● **EXERCISE**
In the article on Cornell Dots, what are the dots coated with for clinical use so the body won't see them as foreign?

Glowing dots used in cancer diagnosis?

(Image: Wikimedia Commons)

The US Food and Drug Administration (FDA) has approved the first clinical trial in humans of a new technology: Cornell Dots, brightly glowing nanoparticles that can light up cancer cells in PET-optical imaging.

A paper describing this new medical technology, "Multimodal silica nanoparticles are effective cancer-targeted probes in a model of human melanoma," were published 13 June 2011 in the Journal of Clinical Investigation (July 2011). This is a collaboration between Memorial Sloan-Kettering Cancer Centre (MSKCC), Cornell University, and Hybrid Silica Technologies, a Cornell business start-up.

For the first time, scientists report a uniquely advanced and comprehensive characterisation of Cornell Dots - an ultra small, cancer-targeted, multimodal silica nanoparticle - which has recently been approved as an "investigational new drug" (IND) by the FDA for a first-in-human clinical trial, says Michelle S. Bradbury, M.D., of the Memorial Sloan-Kettering Cancer Centre and an assistant professor of radiology at Weill Cornell Medical College.

A guiding light within the body

Cornell Dots are silica spheres less than 8 nanometres in diameter that enclose several dye molecules. (A nanometre is one-billionth of a metre, about the length of three atoms in a row.) The silica shell, essentially glass, is chemically inert and small enough to pass through the body and out in the urine. For clinical applications, the dots are coated with polyethylene glycol (PEG) so the body will not recognise them as foreign substances.

A guiding light within the body: To make the dots stick to tumour cells, organic molecules that bind to tumour surfaces or even specific locations within tumours can be attached to the PEG shell. When exposed to near-infrared light, the dots fluoresce much brighter than dye to serve as a beacon to identify the target cells. The technology, the researchers say, enables visualisation during surgical treatment, showing invasive or metastatic spread to lymph nodes and distant organs, and can show the extent of treatment response.

The first FDA IND approved inorganic particle platform of its class and properties

Hooisweng Ow, a co-author of the paper and once a graduate student working with Ulrich Wiesner, Cornell Professor of Materials Science and Engineering, developed first-generation Cornell dots in 2005. Together, Wiesner, Ow and Kenneth Wang, have co-founded the company Hybrid Silica Technologies (HST) to commercialise the invention. The combined team of MSKCC, Cornell and HST researchers is now in the process of forming a new commercial entity in New York City that will help transition the research into commercial products that will benefit cancer patient care.

"This is the first FDA IND approved inorganic particle platform of its class and properties that can be used for multiple clinical indications, two of which are explored: cancer targeting for diagnostics and future therapeutic diagnostics, as well as cancer disease staging and tumour burden assessment via lymph node mapping," says Bradbury.

The Cornell Dots were optimised for efficient renal clearance, allowing the body to pass them through the kidneys.

In addition, the scientists were able to perform real-time imaging of lymphatic drainage patterns and particle clearance rates, as well as sensitively detect nodal metastases. Nodal mapping is now being pursued under a new award of a BioAccelerate NYC Prize from the Partnership for New York City and the New York City Economic Development Corporation, which is expected to lead to another clinical trial in humans.

The lead authors of the paper are Miriam Benezra and Oula Penate-Medina, who are researchers are at MSKCC. Bradbury and Wiesner are the senior authors.

● **EXTRACTED MATERIAL**
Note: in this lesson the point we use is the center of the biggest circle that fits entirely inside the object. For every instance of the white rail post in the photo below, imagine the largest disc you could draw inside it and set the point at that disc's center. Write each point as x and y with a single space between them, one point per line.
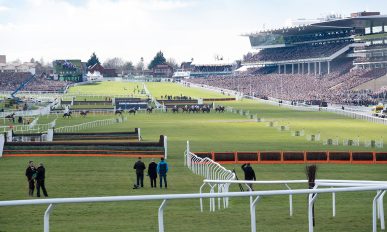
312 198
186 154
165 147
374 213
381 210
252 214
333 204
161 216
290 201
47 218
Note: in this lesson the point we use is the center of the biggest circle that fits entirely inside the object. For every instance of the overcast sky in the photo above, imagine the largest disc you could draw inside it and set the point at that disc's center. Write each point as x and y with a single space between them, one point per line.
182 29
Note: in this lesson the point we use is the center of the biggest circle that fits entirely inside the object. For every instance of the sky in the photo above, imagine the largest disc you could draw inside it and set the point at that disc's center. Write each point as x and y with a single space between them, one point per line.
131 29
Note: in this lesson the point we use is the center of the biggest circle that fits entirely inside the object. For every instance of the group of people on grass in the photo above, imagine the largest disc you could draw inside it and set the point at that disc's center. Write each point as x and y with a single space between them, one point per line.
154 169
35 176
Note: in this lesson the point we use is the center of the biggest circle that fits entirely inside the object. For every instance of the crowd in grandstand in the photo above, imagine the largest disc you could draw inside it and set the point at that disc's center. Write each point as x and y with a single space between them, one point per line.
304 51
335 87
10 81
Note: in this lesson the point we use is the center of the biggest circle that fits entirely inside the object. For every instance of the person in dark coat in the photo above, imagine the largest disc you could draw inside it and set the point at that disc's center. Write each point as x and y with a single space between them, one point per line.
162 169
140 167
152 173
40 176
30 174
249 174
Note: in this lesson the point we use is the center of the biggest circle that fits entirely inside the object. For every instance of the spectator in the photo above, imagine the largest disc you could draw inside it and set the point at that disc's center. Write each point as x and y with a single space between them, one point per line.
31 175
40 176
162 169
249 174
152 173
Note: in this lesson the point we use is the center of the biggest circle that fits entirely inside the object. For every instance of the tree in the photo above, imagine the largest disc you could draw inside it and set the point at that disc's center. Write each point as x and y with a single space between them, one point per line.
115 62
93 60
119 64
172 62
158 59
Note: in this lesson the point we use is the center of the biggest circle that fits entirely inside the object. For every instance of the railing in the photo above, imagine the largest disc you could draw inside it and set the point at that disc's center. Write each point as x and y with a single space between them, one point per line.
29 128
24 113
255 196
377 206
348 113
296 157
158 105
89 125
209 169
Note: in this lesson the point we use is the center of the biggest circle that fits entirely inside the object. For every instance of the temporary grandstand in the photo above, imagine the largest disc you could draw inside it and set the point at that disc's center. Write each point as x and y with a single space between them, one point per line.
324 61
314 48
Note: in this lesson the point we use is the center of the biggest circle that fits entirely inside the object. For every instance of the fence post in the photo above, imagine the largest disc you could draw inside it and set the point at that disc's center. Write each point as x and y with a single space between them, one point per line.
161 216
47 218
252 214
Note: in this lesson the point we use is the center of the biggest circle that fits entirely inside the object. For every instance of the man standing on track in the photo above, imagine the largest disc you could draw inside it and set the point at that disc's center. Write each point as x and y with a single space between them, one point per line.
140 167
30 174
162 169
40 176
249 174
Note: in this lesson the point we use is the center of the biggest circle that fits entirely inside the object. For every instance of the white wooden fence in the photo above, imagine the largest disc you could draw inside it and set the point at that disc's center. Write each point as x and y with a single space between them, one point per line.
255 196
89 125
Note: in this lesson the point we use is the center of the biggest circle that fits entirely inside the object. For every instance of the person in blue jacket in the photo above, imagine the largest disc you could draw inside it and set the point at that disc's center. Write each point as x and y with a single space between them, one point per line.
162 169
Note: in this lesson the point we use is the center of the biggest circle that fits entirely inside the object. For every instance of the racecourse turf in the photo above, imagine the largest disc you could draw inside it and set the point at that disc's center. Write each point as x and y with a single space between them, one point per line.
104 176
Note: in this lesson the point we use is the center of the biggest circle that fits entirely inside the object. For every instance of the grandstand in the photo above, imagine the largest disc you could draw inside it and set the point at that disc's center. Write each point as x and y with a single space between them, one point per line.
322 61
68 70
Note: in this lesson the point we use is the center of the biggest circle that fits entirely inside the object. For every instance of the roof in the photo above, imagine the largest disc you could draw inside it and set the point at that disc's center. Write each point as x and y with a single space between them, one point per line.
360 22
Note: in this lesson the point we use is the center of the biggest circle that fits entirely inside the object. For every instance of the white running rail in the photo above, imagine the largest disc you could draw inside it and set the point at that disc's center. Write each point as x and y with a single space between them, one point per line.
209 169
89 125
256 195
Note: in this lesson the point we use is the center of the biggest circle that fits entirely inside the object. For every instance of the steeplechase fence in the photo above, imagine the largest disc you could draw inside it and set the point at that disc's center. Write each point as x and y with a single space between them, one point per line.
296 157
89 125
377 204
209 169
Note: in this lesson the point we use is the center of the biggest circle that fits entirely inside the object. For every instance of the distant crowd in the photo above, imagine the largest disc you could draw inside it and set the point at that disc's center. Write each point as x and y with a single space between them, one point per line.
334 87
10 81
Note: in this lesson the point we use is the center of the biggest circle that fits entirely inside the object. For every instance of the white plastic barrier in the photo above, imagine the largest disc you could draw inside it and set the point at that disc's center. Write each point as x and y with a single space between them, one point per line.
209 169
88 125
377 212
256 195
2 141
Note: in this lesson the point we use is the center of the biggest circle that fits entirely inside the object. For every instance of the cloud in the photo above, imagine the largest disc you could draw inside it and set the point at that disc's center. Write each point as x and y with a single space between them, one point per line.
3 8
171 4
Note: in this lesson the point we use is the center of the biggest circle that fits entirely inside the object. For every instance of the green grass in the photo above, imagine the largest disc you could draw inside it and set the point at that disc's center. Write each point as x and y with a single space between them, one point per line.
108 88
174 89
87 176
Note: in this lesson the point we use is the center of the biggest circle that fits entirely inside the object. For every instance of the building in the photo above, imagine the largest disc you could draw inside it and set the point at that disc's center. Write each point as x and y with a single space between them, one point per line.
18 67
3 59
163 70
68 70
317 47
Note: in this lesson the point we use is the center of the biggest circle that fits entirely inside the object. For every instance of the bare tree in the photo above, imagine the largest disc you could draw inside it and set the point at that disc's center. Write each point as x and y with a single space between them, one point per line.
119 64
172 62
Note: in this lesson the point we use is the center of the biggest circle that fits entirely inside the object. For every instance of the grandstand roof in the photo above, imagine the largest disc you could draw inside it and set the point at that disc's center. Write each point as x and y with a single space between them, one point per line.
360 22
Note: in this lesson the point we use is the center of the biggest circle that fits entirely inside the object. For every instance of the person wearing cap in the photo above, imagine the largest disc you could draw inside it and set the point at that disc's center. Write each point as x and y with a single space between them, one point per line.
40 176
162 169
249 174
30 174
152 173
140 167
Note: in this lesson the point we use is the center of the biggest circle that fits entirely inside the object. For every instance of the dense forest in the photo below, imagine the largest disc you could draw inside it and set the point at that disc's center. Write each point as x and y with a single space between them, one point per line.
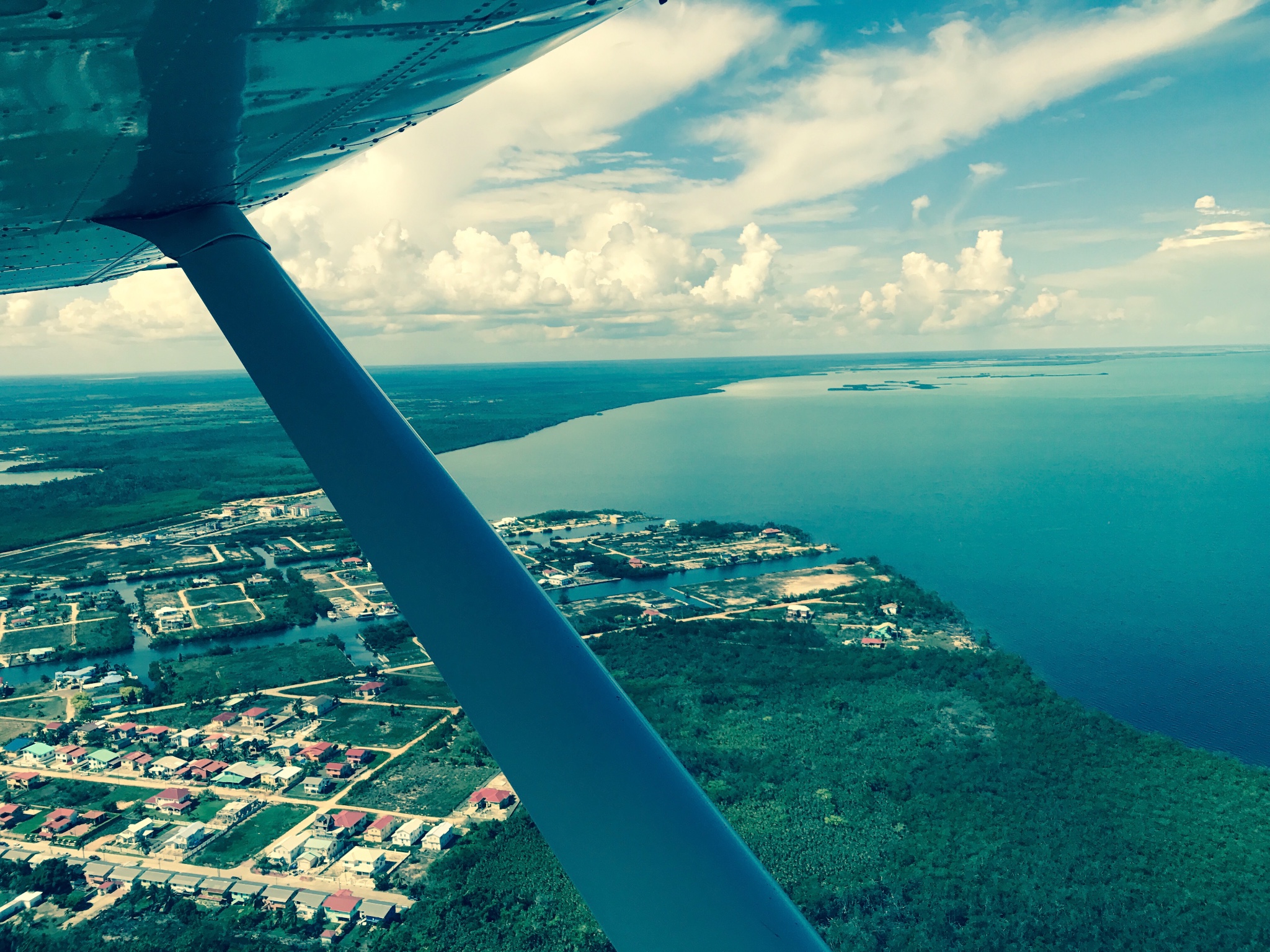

● **WORKED SOLUTION**
Polyethylene glycol (PEG).